● Brief 1
Answer these from the passage on the plug-in module:
(a) How many contact sockets is the circuit board provided with?
(b) What do the contact bridges 36 consist of?
(c) When connected, how does the multipolar cable contact means 38 lie relative to the rear side of the circuit board 32?
● Brief 2
In the passage on the plug-in module, quote the part that opens with the words containing "The multipolar contact means 37, which" and closes with "32 when connected.".
--- start Selected passage ---
In FIG. 1, only the plug-in module 30 belonging to the pilot valve 21 is shown (the others are built up in a similar manner), said module 30 essentially comprising a coupling plate in the form of a rectangular circuit board 32 contained in a protective housing 31a , 31b and being provided with three contact sockets 33, 34, 35 (see also FIGS. 3a and 3b), an array of electric connections in the form of contact bridges 36, a multipolar contact means 37 for connecting to a multipolar cable contact means 38, which is connected to the connecting cable 29, as well as other electrical components, i.a. a light emitting diode for operational indication and a variator 40 for the protection against transients in the current supply of the magnet coil of the pilot valve

The contact sockets 33, 34, 35 of the plug-in module fit onto the respective flat contact pins 26, 27, 28 and serve as combined contact and suspension means for the plug-in module 30. The contact sockets 33, 34 35 are connected to the contact bridge 36 through conductors on the circuit board 32. The contact bridges are connected to the multipolar contact means 37 through conductors on the circuit board 32 (on the rear side thereof). The contact bridges 36 consist of sheet metal contact elements, which before, during or after the installation can be broken away, for example, with a screw driver or the like, so that only one or some of the signal conductors of the inter connecting cable 29 are connected to the signal contact pin of a particular pilot valve.

The multipolar contact means 37, which is located on the rear side of the circuit board 32, and the pins thereof are angled in such a way that the multipolar cable contact means 38, which is formed as a socket contact, lies flat and is parallel to the rear side of the circuit board 32 when connected.
--- end Selected passage ---
--- start Stored data ---
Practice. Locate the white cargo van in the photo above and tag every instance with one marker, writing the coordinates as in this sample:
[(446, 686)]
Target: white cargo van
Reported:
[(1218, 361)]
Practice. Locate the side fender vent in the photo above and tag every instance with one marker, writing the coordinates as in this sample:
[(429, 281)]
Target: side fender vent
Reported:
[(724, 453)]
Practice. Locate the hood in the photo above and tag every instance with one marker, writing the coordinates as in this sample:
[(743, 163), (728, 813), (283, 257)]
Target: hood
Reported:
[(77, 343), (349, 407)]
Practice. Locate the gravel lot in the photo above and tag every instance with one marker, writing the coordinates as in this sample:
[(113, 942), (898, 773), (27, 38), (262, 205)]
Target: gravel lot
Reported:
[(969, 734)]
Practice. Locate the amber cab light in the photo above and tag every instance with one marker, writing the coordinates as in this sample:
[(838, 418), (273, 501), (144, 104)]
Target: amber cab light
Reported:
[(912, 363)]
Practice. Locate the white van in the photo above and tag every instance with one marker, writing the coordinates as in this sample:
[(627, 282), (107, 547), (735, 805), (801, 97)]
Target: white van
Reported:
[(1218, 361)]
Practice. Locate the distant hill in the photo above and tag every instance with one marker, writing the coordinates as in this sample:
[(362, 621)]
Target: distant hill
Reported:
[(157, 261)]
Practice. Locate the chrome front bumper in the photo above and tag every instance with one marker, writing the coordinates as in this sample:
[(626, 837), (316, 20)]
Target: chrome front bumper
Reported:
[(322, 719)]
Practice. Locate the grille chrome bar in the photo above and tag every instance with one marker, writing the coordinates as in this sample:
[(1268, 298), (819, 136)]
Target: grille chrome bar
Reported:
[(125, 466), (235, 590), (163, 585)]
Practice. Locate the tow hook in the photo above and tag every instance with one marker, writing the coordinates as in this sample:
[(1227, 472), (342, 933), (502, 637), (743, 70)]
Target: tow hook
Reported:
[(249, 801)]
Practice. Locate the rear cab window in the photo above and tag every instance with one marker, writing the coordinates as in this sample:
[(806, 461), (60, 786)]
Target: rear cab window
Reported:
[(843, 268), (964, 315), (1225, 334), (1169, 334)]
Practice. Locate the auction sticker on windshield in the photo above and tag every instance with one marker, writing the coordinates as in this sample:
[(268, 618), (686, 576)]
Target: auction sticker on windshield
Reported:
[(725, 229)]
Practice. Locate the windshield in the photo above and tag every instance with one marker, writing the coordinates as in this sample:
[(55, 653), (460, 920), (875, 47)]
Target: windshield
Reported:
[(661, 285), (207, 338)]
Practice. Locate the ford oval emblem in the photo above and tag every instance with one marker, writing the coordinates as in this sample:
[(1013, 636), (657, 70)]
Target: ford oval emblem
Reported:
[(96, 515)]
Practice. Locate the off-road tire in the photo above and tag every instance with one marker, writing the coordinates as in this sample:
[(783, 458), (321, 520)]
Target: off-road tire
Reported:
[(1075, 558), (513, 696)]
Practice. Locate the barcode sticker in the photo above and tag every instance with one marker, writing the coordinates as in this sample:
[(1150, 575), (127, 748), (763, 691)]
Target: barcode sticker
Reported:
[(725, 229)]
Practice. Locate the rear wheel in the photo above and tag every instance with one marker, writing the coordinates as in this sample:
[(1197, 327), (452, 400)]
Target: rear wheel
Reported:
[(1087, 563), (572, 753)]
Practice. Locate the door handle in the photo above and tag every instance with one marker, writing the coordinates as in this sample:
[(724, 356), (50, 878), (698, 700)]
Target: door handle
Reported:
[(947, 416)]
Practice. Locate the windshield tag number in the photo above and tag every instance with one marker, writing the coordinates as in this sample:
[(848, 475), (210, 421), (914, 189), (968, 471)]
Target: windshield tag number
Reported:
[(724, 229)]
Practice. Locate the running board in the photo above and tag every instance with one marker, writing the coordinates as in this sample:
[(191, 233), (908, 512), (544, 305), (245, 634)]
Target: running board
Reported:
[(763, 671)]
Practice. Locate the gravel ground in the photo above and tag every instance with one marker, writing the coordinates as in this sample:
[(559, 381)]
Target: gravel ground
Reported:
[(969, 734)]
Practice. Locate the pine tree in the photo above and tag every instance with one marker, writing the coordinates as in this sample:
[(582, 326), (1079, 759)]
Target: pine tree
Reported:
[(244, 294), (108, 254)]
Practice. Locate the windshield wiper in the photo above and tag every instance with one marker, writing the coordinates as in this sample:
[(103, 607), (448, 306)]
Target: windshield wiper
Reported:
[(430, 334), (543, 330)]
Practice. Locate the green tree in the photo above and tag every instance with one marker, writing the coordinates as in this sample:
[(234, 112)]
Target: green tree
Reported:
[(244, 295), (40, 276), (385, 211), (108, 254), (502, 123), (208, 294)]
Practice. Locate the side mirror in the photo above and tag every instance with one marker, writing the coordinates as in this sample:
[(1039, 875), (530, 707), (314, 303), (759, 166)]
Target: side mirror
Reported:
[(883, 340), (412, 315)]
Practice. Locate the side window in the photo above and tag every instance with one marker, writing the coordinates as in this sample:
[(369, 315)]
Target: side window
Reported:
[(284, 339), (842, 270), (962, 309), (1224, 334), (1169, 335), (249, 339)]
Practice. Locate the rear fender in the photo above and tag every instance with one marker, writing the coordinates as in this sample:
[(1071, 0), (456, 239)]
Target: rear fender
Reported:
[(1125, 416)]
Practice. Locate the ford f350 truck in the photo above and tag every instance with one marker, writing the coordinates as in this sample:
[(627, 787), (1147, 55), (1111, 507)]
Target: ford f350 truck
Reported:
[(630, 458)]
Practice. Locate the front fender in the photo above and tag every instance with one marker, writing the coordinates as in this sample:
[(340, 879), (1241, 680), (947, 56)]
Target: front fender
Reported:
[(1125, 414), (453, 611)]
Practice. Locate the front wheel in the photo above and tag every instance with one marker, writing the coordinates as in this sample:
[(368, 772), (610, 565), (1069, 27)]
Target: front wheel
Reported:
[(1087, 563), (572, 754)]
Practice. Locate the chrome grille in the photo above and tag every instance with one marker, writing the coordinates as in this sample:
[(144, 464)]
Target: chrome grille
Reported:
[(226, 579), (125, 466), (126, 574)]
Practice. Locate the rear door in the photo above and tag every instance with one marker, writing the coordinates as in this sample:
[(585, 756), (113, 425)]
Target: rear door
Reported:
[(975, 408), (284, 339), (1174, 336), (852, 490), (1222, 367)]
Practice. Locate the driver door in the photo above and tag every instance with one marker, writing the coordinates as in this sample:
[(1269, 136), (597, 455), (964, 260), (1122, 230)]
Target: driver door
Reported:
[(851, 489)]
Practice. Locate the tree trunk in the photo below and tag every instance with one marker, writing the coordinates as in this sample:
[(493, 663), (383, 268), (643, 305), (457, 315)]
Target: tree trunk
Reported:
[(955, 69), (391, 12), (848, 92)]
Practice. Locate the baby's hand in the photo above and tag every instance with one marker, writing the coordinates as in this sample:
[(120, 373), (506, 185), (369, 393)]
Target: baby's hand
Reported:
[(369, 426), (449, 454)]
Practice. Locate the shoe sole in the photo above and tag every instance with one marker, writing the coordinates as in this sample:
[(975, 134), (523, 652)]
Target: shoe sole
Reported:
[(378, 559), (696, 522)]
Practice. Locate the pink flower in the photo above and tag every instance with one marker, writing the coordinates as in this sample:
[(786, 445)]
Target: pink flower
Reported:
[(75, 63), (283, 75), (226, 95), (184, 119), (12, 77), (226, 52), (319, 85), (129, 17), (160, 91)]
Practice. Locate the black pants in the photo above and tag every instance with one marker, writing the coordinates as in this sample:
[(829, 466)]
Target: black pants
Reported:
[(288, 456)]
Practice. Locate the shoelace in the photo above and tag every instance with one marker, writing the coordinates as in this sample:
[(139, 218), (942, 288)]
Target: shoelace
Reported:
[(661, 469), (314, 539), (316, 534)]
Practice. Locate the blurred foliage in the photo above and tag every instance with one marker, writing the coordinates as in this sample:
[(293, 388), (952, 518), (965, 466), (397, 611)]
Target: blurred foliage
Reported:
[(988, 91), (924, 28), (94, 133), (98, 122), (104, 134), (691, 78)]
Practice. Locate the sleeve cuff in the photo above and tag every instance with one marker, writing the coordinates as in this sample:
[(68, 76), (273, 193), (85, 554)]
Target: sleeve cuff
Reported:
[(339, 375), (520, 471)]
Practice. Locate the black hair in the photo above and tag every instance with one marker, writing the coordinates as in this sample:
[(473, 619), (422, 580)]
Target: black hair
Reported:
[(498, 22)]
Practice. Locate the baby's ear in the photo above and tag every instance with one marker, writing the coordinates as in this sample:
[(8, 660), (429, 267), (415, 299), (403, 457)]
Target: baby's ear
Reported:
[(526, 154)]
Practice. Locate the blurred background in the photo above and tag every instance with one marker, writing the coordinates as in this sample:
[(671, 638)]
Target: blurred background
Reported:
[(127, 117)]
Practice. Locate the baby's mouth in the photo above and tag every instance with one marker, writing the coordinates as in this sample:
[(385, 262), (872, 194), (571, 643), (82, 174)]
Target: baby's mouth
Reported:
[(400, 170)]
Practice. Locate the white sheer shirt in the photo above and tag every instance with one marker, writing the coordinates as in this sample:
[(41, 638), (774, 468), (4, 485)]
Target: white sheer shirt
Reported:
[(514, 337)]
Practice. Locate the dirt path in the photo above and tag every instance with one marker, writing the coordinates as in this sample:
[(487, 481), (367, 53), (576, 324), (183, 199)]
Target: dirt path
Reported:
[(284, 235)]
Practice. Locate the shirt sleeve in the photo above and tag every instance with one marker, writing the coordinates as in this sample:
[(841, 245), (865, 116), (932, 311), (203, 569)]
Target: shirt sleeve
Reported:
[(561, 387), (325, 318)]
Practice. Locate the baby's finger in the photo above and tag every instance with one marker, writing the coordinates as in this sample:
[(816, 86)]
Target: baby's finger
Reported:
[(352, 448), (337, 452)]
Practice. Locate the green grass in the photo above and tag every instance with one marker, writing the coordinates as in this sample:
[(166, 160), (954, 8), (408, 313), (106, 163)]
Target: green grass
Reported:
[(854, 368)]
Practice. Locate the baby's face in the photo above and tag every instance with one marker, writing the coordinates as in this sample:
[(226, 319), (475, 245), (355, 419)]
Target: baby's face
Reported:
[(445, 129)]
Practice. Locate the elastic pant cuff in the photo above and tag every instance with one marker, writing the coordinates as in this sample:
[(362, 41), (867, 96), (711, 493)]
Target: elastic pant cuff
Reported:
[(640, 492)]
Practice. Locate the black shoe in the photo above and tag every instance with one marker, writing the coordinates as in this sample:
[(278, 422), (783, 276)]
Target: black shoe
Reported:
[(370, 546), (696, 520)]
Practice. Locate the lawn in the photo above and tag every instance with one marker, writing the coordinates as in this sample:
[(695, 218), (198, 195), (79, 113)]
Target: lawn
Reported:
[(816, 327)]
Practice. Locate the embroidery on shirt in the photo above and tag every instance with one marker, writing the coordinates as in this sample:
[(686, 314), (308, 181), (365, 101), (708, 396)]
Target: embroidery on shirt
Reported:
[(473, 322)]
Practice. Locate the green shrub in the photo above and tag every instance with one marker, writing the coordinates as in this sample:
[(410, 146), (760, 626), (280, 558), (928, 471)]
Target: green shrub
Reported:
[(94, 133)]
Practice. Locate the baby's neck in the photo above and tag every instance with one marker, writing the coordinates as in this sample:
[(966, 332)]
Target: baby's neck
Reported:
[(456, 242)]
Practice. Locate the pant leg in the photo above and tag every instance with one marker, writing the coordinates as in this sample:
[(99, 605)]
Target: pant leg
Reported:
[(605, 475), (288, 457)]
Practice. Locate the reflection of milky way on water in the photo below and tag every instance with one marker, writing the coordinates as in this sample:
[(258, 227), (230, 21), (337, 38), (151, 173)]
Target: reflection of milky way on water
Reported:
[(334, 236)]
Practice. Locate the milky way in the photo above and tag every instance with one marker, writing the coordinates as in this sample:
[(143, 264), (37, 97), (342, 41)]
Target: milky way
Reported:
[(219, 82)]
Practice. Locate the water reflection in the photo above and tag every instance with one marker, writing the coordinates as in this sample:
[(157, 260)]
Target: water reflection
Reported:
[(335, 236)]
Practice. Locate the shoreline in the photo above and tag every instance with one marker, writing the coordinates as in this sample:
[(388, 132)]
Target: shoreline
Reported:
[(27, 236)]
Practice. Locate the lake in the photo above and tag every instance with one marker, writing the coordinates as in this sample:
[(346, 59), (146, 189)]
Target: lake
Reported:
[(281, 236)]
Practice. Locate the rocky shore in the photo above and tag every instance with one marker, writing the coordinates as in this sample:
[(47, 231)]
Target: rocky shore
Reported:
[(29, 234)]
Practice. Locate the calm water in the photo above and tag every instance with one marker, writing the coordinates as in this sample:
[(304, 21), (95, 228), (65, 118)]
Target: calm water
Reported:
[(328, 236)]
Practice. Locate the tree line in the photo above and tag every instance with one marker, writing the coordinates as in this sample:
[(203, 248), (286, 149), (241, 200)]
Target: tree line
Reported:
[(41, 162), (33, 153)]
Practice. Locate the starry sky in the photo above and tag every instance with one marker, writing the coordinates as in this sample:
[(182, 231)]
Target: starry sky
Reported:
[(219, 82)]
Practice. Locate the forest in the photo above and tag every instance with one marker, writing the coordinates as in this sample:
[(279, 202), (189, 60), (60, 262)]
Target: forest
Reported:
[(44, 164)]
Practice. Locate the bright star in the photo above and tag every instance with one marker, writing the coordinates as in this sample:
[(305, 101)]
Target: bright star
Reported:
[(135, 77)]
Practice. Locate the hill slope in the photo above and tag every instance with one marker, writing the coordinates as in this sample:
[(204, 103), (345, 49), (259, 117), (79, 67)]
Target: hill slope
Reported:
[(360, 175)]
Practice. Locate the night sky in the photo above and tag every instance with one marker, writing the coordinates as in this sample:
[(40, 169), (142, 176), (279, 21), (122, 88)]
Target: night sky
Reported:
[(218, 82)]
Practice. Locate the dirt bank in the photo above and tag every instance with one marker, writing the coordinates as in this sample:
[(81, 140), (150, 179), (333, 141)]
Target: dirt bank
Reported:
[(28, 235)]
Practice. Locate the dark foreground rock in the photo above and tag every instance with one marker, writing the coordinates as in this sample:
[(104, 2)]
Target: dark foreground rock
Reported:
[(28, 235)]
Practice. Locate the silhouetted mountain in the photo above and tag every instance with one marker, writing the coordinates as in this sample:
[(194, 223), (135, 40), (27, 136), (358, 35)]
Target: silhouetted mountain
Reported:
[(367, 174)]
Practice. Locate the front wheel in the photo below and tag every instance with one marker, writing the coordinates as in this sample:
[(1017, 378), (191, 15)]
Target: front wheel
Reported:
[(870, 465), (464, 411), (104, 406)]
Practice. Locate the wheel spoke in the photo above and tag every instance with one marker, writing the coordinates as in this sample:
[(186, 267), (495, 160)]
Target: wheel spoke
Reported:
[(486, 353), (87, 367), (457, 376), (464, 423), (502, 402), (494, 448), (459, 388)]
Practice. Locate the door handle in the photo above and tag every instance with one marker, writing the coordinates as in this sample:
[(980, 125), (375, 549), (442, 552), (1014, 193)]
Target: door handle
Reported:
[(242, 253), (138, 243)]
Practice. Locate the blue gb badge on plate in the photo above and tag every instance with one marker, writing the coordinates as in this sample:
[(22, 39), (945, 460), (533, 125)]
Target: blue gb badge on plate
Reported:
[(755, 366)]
--- end Stored data ---
● Output 1
(a) Three (contact sockets 33, 34 and 35).
(b) Sheet metal contact elements, which can be broken away before, during or after installation.
(c) It lies flat and parallel to the rear side of the circuit board 32.

● Output 2
The multipolar contact means 37, which is located on the rear side of the circuit board 32, and the pins thereof are angled in such a way that the multipolar cable contact means 38, which is formed as a socket contact, lies flat and is parallel to the rear side of the circuit board 32 when connected.